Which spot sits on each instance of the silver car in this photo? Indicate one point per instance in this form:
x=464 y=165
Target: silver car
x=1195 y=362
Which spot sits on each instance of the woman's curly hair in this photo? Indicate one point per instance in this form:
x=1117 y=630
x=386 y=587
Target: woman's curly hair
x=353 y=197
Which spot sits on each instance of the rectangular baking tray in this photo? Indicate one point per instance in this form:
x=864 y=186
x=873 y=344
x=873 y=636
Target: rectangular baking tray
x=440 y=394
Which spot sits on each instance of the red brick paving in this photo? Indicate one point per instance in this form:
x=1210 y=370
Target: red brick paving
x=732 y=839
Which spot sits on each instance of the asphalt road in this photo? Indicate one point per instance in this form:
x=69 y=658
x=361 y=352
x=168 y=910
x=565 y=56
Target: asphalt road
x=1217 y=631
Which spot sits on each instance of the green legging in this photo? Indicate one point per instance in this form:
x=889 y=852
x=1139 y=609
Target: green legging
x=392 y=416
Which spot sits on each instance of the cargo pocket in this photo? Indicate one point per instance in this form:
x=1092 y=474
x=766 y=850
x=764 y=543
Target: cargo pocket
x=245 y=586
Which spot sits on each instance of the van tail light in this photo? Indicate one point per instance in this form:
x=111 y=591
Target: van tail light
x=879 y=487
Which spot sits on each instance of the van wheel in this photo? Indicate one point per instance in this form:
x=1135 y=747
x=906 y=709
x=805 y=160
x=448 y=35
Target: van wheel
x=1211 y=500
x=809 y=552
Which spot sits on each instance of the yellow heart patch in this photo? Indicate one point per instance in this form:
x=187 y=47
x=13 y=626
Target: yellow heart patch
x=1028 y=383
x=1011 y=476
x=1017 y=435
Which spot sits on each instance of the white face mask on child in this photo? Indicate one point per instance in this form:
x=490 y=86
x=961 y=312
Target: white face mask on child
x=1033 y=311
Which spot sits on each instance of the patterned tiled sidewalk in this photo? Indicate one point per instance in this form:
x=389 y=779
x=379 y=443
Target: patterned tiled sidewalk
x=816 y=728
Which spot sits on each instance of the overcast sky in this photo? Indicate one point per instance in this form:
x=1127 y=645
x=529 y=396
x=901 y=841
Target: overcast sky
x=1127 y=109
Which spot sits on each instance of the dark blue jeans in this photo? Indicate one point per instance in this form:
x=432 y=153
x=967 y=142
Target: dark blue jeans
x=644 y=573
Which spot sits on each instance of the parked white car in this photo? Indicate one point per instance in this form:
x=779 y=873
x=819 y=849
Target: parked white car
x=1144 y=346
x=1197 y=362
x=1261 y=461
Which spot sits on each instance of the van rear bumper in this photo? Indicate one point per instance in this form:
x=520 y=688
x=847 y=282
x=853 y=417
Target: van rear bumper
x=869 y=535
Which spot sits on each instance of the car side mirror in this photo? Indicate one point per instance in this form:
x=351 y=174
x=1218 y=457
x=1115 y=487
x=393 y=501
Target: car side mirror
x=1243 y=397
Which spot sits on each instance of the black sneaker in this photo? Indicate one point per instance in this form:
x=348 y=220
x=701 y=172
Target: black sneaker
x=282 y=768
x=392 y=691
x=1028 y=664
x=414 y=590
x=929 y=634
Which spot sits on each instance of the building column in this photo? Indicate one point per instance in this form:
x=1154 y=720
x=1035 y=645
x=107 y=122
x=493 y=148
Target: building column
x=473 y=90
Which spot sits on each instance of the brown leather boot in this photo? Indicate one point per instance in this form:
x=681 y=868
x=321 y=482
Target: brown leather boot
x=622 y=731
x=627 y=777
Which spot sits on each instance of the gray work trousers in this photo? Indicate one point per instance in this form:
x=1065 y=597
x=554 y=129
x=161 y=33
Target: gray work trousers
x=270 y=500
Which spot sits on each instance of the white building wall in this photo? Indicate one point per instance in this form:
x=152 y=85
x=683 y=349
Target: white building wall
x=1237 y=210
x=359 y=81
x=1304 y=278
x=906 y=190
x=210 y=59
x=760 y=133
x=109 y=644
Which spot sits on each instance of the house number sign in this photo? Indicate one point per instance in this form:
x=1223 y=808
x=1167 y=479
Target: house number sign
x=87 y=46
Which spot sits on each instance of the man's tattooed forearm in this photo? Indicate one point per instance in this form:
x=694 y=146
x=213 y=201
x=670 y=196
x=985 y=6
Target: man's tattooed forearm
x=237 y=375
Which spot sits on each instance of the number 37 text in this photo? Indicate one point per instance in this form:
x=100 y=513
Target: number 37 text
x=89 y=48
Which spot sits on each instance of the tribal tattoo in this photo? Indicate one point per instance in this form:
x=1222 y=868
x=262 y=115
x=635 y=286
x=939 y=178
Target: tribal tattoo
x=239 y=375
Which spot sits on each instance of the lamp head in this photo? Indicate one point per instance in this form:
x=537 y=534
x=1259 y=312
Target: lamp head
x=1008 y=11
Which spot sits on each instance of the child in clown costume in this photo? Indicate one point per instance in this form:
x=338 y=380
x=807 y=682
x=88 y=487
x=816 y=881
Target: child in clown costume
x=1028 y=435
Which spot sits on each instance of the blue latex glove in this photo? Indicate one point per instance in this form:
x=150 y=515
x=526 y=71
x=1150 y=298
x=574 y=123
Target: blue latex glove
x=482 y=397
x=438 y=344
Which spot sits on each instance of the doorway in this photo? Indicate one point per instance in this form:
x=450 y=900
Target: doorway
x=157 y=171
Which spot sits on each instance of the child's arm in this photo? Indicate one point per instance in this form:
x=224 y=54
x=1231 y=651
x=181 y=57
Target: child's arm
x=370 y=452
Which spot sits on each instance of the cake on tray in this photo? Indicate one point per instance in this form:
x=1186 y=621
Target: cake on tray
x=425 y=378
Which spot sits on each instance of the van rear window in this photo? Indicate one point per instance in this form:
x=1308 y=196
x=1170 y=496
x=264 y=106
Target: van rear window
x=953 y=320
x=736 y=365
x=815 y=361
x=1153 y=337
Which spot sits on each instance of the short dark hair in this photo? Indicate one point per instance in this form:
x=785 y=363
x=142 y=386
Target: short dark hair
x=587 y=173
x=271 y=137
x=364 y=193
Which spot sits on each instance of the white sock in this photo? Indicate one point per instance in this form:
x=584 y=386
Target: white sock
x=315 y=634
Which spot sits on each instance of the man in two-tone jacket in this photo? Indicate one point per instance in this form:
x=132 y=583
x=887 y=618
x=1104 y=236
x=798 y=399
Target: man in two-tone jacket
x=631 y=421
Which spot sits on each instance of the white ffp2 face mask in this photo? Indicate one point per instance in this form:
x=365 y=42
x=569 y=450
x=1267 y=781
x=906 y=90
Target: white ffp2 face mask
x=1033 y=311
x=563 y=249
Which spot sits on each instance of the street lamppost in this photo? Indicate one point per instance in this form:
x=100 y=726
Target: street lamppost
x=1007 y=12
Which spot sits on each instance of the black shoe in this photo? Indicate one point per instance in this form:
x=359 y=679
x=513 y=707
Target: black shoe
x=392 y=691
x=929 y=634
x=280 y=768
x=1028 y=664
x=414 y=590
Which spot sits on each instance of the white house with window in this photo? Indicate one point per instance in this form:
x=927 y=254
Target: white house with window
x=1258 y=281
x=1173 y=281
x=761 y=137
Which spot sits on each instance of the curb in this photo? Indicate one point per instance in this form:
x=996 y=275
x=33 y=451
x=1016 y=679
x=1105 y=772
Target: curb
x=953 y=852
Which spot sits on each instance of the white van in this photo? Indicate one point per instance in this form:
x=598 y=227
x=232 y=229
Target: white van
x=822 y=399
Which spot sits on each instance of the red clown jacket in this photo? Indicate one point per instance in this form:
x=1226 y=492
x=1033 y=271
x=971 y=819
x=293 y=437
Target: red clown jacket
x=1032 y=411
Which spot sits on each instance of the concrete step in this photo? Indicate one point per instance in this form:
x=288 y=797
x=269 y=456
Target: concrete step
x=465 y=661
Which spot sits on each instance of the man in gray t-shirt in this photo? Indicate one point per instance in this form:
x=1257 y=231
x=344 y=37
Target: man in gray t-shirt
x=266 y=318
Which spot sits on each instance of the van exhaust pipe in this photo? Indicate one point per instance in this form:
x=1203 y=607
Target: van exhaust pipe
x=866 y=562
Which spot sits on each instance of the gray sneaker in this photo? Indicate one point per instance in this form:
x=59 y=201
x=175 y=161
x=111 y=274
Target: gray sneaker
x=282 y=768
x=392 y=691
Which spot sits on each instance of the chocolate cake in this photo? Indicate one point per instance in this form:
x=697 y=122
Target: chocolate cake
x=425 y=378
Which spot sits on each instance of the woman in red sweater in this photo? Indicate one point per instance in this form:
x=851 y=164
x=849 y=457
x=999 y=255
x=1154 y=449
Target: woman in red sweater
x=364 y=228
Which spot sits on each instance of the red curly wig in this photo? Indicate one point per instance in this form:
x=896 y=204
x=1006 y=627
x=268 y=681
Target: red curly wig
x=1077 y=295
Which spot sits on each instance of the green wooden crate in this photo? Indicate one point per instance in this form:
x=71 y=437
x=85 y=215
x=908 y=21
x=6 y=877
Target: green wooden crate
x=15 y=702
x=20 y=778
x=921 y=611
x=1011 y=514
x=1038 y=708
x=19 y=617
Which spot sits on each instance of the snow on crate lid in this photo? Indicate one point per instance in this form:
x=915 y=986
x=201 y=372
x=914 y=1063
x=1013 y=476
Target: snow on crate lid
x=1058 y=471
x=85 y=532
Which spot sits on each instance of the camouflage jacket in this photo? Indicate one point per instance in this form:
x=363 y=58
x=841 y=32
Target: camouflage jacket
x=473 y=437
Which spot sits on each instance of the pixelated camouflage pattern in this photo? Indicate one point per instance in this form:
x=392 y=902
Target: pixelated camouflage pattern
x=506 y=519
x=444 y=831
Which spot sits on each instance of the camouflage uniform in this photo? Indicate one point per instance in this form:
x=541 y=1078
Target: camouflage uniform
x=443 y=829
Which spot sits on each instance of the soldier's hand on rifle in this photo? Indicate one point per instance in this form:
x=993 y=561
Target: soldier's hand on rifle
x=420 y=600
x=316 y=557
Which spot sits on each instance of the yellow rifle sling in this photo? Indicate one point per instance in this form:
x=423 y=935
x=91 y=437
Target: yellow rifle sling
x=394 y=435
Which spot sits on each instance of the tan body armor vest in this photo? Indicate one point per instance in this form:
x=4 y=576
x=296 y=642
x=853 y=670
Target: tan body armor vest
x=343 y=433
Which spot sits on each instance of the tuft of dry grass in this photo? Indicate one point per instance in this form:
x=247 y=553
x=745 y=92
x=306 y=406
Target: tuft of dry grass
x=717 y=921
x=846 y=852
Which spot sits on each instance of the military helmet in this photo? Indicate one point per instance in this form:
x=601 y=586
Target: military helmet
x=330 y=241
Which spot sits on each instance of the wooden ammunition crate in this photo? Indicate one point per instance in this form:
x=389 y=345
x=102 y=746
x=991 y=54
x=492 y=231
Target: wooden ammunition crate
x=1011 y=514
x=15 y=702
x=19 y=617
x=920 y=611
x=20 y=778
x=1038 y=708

Problem to work on:
Beginning with the line that contains "Which spot sits on each instance of the yellow rifle", repeat every line through the end of the records and nothing more.

Task answer:
Which spot sits on each instance of the yellow rifle sling in this photo? Indicate one point per instance in this form:
x=423 y=935
x=91 y=437
Target: yellow rifle sling
x=394 y=435
Which spot sits on each instance of the tan body armor vest in this photo? Indicate one point per instance in this form:
x=4 y=576
x=296 y=642
x=853 y=670
Target: tan body armor vest
x=343 y=433
Which spot sits on each instance of the tuft of dry grass in this photo? Indicate one point per instance in this form:
x=247 y=553
x=745 y=92
x=306 y=406
Target: tuft of dry grass
x=717 y=921
x=846 y=852
Which spot sits on each instance of the military helmet in this photo? Indicate one point per instance in this form:
x=601 y=586
Target: military helmet
x=330 y=241
Which spot sits on each instance of the wooden ammunition crate in this photo? Indicate one point per instance in this form:
x=389 y=345
x=102 y=746
x=991 y=54
x=492 y=231
Target: wooden ammunition crate
x=1011 y=514
x=15 y=702
x=19 y=617
x=920 y=611
x=20 y=778
x=1038 y=708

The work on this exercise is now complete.